Task item
Would you give the number of lines in the entries that contain the word "below"? Nothing else is needed.

Dataset records
--------------------------------
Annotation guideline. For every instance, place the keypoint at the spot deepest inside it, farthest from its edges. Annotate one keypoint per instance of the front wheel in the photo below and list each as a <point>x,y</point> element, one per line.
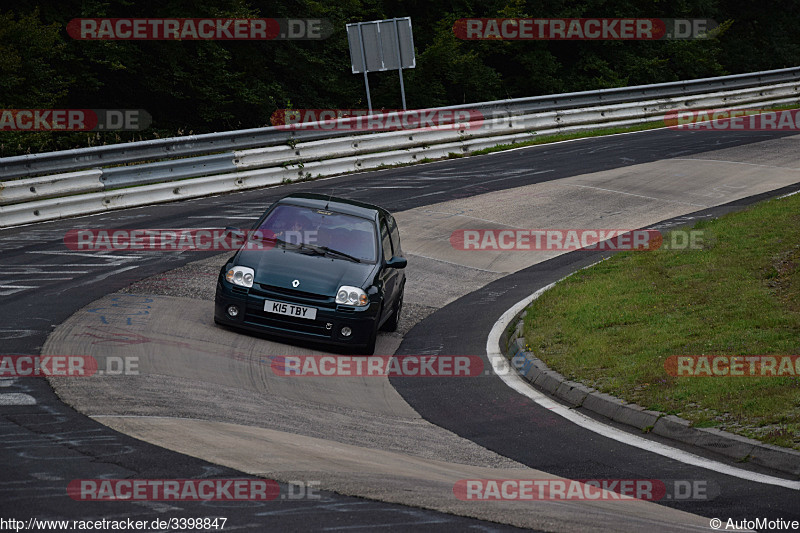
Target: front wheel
--------------------------------
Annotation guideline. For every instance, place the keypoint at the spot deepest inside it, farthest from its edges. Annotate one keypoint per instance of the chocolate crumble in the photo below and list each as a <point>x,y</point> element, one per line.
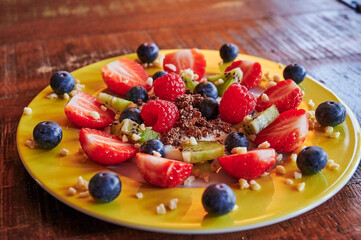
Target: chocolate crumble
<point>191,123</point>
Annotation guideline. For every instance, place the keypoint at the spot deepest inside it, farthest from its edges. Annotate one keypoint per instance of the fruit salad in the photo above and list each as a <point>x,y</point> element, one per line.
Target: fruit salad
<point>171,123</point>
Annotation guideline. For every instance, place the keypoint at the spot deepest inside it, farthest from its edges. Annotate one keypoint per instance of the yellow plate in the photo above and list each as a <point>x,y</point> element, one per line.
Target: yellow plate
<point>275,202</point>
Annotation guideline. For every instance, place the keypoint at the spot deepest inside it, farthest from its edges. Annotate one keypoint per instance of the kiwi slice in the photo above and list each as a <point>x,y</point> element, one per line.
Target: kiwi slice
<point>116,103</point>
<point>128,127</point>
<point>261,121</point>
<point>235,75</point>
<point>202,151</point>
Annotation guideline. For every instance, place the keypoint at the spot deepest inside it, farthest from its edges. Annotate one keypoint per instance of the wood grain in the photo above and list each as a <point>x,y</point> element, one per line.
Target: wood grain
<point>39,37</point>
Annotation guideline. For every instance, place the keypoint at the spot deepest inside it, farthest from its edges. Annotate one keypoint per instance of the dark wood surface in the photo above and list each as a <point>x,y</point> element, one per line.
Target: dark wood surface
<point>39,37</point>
--------------------------------
Answer box
2